* Start EXTRACTED ENTRIES *

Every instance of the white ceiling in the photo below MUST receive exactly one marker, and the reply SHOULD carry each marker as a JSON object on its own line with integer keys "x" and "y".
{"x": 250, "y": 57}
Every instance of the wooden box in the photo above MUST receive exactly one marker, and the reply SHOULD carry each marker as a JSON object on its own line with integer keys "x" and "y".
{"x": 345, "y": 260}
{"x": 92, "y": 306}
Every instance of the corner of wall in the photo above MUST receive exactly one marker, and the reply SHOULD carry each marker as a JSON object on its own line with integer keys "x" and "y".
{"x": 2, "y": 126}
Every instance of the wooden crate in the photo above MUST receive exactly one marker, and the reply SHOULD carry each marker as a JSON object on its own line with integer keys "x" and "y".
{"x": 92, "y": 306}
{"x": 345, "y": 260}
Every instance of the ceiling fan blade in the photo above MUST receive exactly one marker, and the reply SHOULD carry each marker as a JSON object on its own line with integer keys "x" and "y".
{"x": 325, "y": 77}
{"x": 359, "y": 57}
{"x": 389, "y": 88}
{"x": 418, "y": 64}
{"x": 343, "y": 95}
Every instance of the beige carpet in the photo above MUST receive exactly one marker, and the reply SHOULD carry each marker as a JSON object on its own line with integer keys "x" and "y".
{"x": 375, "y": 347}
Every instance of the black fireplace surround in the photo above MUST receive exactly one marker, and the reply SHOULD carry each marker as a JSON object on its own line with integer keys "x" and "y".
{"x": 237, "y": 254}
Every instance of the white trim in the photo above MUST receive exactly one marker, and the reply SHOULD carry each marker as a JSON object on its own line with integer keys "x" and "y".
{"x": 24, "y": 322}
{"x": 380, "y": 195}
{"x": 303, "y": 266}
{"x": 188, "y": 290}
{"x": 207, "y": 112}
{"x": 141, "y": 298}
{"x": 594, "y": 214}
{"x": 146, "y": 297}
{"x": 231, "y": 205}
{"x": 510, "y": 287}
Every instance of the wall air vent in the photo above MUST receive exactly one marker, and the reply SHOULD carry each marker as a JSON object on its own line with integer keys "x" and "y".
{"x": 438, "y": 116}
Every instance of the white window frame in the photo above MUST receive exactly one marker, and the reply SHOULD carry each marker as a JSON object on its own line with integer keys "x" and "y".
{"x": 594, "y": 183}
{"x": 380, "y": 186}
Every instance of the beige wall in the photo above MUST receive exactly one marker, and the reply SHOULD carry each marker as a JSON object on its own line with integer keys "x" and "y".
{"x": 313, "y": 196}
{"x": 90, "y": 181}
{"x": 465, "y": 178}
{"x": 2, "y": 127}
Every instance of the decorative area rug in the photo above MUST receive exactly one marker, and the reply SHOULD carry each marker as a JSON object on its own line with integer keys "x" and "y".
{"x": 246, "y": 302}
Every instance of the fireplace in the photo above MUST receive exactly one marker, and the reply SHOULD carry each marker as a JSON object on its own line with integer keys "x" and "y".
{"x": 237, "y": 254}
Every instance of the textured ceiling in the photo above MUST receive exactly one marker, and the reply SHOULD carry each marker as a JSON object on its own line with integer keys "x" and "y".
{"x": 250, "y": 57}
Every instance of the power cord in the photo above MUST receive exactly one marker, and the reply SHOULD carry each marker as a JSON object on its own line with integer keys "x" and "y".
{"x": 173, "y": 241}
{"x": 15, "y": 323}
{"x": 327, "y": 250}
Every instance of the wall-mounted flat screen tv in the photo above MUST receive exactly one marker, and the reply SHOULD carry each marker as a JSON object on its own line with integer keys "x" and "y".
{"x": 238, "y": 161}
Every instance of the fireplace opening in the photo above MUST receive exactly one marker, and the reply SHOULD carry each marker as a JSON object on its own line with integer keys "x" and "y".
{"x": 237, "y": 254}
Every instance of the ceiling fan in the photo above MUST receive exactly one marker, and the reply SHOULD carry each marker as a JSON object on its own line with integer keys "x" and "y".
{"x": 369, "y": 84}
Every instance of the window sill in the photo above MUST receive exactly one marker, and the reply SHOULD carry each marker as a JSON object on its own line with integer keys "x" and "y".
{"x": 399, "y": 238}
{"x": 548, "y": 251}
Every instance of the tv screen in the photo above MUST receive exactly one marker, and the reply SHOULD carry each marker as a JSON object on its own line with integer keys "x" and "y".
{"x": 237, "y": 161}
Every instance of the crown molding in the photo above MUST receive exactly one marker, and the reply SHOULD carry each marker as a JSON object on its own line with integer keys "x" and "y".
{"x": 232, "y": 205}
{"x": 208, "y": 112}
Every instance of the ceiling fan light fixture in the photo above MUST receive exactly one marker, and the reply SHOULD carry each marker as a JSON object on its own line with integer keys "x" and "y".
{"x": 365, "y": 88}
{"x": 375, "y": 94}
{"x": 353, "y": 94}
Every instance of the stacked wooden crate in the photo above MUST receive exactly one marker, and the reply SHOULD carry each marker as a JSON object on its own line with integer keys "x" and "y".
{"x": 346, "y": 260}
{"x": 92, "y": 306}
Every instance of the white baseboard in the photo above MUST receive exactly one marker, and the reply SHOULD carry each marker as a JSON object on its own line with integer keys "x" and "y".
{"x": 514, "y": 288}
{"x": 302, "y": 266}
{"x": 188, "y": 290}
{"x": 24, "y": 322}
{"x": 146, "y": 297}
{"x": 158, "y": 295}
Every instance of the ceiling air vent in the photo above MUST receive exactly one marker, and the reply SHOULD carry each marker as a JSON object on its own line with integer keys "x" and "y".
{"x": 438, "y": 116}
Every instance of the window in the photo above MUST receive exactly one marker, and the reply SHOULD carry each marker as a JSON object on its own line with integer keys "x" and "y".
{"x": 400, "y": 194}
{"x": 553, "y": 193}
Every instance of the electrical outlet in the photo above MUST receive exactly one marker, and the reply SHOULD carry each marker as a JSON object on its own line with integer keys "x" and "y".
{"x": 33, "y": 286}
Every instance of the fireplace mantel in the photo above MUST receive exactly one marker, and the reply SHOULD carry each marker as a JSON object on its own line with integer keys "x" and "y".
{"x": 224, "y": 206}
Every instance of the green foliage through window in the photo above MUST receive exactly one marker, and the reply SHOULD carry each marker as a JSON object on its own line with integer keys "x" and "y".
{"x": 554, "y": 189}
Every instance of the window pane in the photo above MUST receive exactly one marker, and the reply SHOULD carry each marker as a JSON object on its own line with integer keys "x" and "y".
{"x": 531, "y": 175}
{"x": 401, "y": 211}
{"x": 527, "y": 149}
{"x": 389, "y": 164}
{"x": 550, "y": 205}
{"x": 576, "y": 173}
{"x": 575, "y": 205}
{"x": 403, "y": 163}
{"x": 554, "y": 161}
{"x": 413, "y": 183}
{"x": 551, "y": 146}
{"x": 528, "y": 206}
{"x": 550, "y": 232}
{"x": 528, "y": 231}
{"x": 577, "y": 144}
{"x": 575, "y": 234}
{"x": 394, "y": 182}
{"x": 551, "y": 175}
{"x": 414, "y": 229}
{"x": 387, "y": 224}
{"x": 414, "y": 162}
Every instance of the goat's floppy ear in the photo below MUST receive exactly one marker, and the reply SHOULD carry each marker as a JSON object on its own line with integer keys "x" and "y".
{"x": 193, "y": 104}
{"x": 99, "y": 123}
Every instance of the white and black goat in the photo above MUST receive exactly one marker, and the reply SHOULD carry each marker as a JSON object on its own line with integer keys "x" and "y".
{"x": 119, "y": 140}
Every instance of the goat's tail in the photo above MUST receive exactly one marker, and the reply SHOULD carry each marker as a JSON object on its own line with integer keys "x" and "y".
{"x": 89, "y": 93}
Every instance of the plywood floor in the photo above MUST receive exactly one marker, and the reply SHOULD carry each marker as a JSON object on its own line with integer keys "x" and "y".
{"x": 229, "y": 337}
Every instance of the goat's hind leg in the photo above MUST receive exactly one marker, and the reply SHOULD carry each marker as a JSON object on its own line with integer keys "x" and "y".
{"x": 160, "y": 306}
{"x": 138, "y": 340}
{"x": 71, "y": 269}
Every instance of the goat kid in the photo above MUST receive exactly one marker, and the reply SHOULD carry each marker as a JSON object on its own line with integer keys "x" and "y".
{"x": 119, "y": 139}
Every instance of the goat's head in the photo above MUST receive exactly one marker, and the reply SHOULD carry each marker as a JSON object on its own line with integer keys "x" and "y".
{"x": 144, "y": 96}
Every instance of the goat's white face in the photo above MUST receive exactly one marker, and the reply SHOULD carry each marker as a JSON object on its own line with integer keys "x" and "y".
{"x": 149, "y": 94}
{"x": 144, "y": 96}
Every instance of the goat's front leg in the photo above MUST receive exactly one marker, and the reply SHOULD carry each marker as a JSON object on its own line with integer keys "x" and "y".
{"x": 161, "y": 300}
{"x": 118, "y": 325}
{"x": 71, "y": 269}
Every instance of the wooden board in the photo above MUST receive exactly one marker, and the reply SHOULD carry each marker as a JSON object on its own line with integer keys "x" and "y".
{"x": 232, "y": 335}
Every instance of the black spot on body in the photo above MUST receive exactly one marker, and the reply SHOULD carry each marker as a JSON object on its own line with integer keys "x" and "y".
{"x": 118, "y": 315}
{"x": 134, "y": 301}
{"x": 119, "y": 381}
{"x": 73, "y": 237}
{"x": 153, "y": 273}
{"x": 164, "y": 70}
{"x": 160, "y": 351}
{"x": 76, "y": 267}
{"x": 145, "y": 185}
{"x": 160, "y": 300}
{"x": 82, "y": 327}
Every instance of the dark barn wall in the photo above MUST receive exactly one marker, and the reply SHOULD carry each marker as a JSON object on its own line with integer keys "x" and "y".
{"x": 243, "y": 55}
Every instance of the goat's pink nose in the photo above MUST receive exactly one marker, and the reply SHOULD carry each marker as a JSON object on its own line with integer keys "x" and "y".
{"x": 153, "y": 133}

* End EXTRACTED ENTRIES *

_WHAT YOU WILL DO_.
Retype exactly the lines from the one containing "Every instance of the dark" through the last line of the records above, including both.

_SOLUTION FOR THIS EXERCISE_.
Every instance of the dark barn wall in the photo above MUST receive exactly one marker, and the reply SHOULD carry each marker as a JSON object on its own line with integer keys "x" and "y".
{"x": 243, "y": 55}
Every instance of the goat's pink nose in the photo above MUST receive exactly one marker, and the reply SHOULD carry each marker as a JSON object on its own line with integer keys "x" and "y".
{"x": 153, "y": 133}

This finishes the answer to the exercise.